Saved entries:

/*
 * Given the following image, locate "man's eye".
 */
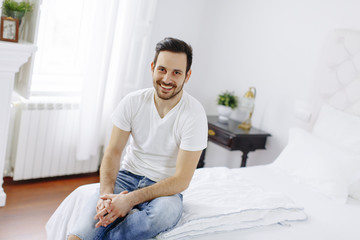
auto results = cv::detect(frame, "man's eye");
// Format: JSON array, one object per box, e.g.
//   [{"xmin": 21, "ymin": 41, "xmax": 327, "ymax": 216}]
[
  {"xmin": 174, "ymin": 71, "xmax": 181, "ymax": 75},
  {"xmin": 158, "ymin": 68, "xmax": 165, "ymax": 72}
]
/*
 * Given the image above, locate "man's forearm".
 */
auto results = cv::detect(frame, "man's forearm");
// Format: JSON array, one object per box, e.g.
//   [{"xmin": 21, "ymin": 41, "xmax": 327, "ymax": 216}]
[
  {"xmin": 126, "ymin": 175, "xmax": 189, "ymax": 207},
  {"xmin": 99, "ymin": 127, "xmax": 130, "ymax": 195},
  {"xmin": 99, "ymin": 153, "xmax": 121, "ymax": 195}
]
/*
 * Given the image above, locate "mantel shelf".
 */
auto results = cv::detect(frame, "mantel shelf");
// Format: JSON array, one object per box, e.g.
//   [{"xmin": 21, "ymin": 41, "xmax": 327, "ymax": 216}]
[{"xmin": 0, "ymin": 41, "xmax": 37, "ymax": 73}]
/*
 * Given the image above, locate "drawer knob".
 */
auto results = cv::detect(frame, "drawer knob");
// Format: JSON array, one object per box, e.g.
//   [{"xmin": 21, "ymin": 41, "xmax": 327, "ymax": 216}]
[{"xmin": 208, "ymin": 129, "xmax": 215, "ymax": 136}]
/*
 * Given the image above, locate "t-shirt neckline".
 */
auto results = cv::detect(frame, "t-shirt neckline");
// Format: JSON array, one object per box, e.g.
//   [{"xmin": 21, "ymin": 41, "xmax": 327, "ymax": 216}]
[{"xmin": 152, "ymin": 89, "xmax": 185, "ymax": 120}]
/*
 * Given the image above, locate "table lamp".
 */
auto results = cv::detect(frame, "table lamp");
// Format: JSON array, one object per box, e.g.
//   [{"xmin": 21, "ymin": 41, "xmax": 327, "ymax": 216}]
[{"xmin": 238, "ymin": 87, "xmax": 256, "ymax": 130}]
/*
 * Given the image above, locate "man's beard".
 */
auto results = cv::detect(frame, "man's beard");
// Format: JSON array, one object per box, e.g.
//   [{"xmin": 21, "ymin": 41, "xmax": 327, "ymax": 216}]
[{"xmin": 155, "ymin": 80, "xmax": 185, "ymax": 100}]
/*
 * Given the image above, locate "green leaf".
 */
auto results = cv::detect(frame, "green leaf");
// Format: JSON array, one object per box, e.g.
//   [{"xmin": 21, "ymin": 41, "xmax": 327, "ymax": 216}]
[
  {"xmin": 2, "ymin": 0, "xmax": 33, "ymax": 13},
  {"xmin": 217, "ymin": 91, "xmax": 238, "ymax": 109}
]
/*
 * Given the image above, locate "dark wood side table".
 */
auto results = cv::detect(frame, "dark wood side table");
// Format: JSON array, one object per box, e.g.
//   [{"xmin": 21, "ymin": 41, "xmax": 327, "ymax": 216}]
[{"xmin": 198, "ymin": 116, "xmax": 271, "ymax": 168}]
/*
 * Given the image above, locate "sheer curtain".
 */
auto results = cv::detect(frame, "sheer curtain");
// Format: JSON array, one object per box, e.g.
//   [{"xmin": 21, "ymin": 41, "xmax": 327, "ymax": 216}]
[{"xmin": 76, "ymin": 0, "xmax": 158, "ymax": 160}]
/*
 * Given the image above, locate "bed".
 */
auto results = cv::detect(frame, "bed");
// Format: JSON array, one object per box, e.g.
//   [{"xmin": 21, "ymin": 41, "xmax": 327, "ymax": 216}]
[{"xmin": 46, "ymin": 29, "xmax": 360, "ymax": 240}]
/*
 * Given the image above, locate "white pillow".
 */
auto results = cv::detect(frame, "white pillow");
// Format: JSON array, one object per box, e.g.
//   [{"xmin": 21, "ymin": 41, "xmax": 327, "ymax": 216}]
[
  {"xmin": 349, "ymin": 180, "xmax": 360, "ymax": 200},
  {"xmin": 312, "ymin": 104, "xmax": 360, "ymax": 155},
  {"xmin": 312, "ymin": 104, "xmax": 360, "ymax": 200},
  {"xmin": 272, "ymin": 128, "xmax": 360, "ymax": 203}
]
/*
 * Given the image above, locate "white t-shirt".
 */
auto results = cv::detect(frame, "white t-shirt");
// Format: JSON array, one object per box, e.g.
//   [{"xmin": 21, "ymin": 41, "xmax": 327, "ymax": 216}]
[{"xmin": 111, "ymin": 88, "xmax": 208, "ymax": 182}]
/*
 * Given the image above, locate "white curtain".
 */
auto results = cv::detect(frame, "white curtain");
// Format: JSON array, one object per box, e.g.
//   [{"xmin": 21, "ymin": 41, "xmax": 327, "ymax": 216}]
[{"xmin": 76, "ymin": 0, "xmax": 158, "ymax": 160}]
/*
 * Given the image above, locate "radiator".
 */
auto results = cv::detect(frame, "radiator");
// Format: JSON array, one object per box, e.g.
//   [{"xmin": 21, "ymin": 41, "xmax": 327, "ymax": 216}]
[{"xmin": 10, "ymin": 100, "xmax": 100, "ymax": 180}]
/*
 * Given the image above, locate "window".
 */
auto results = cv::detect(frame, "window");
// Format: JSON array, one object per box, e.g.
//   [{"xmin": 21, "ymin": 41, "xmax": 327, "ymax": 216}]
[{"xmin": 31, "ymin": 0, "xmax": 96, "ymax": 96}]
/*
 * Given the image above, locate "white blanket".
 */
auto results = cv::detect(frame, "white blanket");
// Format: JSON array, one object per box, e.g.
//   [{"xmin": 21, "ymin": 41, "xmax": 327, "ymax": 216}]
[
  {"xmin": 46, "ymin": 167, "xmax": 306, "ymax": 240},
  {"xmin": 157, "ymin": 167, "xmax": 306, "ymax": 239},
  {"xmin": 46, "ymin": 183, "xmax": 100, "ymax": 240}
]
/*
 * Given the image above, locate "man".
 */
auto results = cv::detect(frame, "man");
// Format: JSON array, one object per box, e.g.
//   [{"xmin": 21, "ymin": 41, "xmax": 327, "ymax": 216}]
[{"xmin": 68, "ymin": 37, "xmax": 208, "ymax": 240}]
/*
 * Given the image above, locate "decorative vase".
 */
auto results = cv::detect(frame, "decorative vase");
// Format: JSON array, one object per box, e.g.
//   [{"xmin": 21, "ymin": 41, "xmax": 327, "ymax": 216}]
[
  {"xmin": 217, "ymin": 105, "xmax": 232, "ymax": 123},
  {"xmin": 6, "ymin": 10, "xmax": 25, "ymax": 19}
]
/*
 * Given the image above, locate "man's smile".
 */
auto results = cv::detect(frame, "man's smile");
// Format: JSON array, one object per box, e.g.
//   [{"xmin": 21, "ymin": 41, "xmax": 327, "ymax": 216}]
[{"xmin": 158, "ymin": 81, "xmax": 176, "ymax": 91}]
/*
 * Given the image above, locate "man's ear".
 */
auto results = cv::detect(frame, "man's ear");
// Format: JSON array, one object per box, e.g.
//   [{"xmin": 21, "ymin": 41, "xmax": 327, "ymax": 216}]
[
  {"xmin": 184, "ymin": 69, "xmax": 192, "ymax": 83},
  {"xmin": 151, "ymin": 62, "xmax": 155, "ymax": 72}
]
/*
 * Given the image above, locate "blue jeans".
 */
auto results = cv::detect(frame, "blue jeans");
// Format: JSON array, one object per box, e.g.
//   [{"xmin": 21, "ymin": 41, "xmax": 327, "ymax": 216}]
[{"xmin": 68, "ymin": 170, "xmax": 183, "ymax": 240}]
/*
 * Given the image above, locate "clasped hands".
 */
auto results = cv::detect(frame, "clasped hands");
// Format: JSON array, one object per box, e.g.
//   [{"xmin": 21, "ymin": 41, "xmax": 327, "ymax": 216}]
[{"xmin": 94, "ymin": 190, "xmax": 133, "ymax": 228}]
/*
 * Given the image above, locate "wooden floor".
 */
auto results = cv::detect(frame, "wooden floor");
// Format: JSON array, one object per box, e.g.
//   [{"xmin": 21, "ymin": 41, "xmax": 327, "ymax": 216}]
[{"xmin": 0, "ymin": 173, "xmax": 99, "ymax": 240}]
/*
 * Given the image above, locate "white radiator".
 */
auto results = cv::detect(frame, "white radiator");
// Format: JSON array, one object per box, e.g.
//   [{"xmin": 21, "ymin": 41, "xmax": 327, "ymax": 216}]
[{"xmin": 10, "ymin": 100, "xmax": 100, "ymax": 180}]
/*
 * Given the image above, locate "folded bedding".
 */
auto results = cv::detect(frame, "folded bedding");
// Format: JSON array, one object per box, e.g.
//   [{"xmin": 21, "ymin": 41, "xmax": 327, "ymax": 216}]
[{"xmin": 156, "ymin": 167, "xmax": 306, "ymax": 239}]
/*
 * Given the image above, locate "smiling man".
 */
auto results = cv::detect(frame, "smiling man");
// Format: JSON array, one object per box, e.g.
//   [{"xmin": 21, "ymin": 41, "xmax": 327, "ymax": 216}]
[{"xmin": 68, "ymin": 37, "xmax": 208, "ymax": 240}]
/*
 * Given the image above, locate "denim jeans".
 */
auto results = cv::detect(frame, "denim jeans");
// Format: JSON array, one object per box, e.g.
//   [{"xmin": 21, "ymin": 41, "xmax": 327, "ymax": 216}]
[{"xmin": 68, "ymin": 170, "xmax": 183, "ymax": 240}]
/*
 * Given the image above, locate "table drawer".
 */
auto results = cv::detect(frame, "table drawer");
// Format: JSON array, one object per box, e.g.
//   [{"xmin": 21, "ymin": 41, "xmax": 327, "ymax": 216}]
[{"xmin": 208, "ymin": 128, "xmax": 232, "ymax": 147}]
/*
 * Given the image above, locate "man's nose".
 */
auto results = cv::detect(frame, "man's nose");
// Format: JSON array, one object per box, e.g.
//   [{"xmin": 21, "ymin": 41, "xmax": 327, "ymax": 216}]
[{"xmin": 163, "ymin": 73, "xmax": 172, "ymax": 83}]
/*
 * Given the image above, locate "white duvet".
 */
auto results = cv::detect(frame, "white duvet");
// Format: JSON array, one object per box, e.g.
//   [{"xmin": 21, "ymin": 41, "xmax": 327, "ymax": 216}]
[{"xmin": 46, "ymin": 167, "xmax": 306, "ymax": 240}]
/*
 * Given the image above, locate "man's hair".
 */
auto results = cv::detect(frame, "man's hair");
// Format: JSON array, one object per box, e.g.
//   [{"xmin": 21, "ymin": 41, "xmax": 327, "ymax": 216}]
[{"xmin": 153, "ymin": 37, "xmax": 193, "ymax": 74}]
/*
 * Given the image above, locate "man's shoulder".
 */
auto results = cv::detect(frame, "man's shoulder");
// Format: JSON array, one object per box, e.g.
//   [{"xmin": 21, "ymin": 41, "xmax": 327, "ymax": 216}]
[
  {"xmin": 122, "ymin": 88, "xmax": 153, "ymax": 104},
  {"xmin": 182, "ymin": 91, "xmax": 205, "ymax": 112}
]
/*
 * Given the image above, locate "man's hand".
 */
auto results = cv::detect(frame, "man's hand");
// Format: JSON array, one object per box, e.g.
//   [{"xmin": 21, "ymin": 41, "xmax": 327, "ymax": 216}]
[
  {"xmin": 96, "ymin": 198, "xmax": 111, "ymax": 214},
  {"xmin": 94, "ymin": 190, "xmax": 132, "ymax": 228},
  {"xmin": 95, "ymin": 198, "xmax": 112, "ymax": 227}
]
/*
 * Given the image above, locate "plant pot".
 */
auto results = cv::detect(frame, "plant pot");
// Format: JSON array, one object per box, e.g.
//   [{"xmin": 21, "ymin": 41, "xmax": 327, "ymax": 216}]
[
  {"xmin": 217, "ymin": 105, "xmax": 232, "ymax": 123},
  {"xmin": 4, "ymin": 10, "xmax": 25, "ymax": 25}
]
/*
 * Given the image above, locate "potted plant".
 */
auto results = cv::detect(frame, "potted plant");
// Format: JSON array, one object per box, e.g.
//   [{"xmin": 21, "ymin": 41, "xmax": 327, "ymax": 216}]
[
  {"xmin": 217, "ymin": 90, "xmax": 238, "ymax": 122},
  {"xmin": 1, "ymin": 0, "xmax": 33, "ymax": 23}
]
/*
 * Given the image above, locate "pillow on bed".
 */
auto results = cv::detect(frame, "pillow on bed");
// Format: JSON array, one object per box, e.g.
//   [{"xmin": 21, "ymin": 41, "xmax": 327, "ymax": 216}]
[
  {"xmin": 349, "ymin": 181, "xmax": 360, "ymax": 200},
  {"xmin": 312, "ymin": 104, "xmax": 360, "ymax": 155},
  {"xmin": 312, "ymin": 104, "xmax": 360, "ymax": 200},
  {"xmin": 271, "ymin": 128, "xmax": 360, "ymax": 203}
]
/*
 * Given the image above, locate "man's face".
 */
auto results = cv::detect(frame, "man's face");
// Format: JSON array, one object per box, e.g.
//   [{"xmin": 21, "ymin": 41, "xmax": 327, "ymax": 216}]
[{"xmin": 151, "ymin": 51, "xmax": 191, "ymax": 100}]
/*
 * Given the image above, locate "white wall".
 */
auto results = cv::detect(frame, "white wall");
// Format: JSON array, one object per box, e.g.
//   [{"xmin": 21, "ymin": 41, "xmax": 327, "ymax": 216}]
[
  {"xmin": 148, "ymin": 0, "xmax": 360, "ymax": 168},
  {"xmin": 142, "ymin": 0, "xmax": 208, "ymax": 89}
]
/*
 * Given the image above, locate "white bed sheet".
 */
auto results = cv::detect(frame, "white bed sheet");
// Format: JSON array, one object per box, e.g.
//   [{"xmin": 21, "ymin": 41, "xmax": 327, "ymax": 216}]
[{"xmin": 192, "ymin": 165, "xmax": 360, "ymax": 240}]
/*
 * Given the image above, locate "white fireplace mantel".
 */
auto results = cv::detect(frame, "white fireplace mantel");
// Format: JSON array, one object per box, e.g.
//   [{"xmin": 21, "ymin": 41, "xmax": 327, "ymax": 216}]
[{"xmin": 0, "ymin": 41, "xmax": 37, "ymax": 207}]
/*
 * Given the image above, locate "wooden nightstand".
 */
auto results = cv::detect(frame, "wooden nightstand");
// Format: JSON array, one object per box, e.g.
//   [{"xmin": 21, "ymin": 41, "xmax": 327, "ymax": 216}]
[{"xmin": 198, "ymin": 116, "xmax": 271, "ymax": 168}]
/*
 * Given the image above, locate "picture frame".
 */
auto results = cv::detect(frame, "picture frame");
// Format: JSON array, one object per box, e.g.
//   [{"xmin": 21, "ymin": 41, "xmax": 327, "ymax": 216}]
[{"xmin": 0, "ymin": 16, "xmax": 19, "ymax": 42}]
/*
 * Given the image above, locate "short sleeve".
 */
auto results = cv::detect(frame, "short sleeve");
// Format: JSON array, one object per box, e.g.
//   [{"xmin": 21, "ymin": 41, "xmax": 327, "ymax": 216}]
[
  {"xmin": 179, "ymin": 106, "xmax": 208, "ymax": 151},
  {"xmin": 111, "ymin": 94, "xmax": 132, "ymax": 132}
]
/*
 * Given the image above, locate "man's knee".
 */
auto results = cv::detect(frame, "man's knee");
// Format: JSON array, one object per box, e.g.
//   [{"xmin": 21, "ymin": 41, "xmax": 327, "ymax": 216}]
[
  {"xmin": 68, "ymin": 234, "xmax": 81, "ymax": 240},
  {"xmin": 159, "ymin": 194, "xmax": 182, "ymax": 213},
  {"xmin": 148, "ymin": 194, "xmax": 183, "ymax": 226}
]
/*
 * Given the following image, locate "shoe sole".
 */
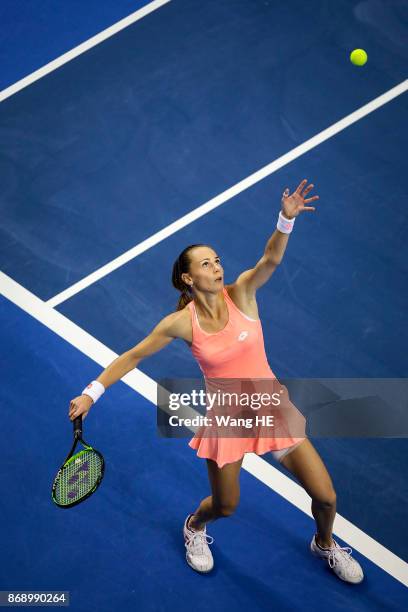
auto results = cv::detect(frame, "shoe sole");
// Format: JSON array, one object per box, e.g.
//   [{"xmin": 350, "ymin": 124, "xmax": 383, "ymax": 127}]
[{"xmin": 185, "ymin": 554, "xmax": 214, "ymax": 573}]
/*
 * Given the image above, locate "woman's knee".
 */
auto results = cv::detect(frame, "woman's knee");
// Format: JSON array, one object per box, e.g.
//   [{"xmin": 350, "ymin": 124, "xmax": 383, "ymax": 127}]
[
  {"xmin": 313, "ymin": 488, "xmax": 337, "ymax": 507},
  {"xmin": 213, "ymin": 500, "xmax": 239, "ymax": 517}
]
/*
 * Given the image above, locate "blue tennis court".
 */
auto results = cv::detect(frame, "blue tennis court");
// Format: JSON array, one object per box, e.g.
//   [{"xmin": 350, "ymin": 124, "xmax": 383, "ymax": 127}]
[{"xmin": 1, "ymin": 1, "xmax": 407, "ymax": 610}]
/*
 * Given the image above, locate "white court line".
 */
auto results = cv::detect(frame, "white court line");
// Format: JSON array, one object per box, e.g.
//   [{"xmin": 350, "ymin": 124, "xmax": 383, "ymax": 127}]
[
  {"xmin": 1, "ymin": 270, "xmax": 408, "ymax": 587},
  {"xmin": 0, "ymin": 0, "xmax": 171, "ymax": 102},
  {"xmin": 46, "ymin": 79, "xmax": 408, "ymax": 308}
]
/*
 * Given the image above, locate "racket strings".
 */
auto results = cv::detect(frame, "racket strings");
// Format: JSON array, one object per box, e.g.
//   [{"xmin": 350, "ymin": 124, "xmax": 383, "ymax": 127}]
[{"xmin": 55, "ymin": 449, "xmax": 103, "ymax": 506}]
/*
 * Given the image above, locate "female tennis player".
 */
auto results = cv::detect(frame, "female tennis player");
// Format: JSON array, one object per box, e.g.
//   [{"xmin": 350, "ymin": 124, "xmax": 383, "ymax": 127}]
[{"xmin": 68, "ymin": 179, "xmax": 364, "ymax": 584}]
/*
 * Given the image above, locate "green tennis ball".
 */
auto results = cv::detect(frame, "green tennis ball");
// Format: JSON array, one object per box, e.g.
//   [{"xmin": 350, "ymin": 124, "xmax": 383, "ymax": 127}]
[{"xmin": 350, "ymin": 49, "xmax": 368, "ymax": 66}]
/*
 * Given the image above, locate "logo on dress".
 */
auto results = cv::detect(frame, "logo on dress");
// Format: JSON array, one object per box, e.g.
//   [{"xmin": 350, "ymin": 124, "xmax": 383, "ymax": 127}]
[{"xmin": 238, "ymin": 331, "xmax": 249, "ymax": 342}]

# Task details
Say only how many lines in the records carry the word "jeans".

# Result for this task
4